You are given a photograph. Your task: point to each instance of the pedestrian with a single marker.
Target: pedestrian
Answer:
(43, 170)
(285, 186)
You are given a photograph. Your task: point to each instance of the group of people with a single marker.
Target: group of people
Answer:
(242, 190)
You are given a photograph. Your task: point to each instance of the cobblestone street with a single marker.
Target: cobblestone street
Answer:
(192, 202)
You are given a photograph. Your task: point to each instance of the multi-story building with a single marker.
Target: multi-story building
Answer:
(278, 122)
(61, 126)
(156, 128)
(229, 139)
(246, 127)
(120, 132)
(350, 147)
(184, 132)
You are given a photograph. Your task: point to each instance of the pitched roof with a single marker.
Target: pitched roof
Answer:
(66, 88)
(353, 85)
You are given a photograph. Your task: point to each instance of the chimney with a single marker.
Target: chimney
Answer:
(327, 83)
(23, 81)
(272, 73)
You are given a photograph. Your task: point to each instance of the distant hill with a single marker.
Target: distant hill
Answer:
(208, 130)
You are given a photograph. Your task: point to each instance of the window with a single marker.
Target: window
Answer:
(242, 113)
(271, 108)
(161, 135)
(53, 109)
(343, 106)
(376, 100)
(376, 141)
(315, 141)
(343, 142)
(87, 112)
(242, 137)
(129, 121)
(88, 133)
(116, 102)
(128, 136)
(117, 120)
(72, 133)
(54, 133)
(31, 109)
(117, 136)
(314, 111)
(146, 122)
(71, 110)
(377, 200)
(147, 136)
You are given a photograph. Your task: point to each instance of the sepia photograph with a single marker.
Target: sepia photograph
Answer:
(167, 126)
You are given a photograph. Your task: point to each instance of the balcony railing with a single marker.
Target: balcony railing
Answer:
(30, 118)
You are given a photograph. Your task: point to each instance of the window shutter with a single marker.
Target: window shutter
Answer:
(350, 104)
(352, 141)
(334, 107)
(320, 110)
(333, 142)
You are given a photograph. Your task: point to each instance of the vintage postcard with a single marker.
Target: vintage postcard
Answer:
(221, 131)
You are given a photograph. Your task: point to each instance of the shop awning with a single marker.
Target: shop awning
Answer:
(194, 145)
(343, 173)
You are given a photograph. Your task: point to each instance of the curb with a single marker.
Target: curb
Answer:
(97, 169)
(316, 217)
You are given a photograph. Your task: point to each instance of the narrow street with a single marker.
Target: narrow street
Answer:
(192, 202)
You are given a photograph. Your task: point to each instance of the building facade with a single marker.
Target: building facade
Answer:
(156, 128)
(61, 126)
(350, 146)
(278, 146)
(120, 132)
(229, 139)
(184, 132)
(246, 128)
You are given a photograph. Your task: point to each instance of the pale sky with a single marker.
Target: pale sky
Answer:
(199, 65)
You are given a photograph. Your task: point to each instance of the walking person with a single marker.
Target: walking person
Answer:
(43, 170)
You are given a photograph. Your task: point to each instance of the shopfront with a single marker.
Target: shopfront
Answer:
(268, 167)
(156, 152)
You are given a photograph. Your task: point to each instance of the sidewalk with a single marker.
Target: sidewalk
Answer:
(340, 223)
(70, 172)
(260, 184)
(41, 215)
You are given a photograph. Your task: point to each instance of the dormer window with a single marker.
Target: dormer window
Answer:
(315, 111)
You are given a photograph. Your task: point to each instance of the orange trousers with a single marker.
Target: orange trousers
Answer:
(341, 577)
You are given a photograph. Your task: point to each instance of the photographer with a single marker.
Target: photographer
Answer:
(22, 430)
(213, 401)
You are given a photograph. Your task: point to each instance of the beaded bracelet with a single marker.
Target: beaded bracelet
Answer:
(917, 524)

■ Task details ■
If a line in the entries above contains "walking", report it.

■ Your solution ■
You are given a photograph. Your task: point to each instance of the walking person with a single marker.
Target: walking person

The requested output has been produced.